#### Supplied text:
□ □ □

A little over a decade ago, a new technology emerged that would eventually go on to take the financial world by storm.
Since this pivotal moment, a huge amount of ground has been covered, with Bitcoin — and cryptocurrencies in general — having their fair share of meteoric rises and dramatic falls.
But putting aside all the drama that usually gets reported on when we talk about cryptocurrency prices, what is the history of this revolutionary technology, and how did we get here?
The idea of Bitcoin
Although 2009 is most often pointed to as the origin moment for Bitcoin and cryptocurrency, the basic idea for this technology actually emerged quite some time before this.
In fact, 10 years before we ever saw reports on Bitcoin or the Luna price in the news, a computer engineer by the name of Wei Dei published an academic paper where he discussed the idea of ‘B-Money’. This was a digital currency which could be sent to receivers along a group of untraceable digital aliases.
Following this, another early blockchain futurist wrote about the idea of ‘Bit Gold’, which was a digital, decentralized currency system.
The birth of Bitcoin
Although the idea of a fully digital currency not bound by the traditional centralized international financial system had been around for some time, it wasn’t until 2009 that Bitcoin emerged as the world’s first cryptocurrency.
This came about when a mysterious figure named Satoshi Nakamoto published a ground-breaking white paper titled ‘Bitcoin: A Peer-to-Peer Electronic Cash System’, which set out the basic functionality of the Bitcoin network.
Just a few months after this was published, the first block on the Bitcoin network was mined, which essentially gave birth to cryptocurrency as a functioning sector.
The emergence of the cryptocurrency market
Shortly after the ‘genesis’ block was mined on the Bitcoin network, there was growing demand from interested investors for platforms where they could easily buy and sell this novel new technology.
This gave birth to the now defunct bitcoinmarket.com, as well as the infamous Mt. Gox exchange. During this time, the popularity of and demand for Bitcoin rose sharply. This led the price of Bitcoin to reach parity with the US dollar for the first time.
It was also during this time that several other digital assets were created, including Ripple and Litecoin.
Disaster strikes: Scandal at Mt. Gox
In 2011, the cryptocurrency sector experienced its first major scandal when the Mt. Gox exchange was hacked for the first time. This resulted in over 2,000 Bitcoin being stolen.

□ □ □

#### Supplied material:
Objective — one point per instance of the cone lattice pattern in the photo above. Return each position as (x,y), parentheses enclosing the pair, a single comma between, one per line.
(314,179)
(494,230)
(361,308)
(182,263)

□ □ □

#### Brief:
List every section heading in the cryptocurrency history text above, in the order they appear.

#### Solution for this exercise:
The idea of Bitcoin
The birth of Bitcoin
The emergence of the cryptocurrency market
Disaster strikes: Scandal at Mt. Gox